What you will do => Show every line from the items below that contains the word "hair". Case counts.

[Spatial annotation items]
■ ■ ■ ■ ■

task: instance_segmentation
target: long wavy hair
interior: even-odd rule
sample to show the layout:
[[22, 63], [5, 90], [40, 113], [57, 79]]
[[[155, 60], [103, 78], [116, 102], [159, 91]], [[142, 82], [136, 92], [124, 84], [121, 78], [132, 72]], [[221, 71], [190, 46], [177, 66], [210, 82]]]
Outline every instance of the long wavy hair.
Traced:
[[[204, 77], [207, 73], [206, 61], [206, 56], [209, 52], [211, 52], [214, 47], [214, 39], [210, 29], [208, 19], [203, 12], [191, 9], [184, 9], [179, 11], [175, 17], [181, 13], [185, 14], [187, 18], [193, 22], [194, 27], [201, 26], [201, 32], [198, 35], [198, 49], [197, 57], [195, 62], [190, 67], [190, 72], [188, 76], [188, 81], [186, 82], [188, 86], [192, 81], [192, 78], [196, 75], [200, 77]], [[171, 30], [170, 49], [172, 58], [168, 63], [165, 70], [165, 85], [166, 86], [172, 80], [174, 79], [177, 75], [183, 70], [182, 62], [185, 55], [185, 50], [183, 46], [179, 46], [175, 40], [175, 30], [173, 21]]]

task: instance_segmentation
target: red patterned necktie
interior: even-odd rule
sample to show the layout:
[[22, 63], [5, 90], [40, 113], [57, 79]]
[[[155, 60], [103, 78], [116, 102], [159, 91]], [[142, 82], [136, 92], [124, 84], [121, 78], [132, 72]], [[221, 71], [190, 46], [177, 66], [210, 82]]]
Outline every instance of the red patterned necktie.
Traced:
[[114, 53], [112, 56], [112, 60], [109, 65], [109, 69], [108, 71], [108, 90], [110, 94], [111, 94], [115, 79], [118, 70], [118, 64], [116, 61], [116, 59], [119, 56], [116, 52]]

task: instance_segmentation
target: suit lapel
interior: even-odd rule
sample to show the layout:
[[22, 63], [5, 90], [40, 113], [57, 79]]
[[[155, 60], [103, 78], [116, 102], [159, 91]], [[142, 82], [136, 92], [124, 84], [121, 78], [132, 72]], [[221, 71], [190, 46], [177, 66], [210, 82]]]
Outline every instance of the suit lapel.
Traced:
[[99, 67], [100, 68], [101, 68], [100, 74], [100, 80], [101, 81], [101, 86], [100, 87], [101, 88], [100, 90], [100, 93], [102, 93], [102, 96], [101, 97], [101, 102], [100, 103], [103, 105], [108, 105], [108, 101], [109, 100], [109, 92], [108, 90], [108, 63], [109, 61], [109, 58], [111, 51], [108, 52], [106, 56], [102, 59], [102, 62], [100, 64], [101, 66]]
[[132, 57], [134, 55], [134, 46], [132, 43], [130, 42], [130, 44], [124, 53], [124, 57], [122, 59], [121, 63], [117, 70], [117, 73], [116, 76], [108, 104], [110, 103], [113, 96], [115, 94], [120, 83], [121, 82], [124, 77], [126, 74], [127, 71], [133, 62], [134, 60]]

■ ■ ■ ■ ■

Response for this exercise =>
target: long wavy hair
Outline every instance of the long wavy hair.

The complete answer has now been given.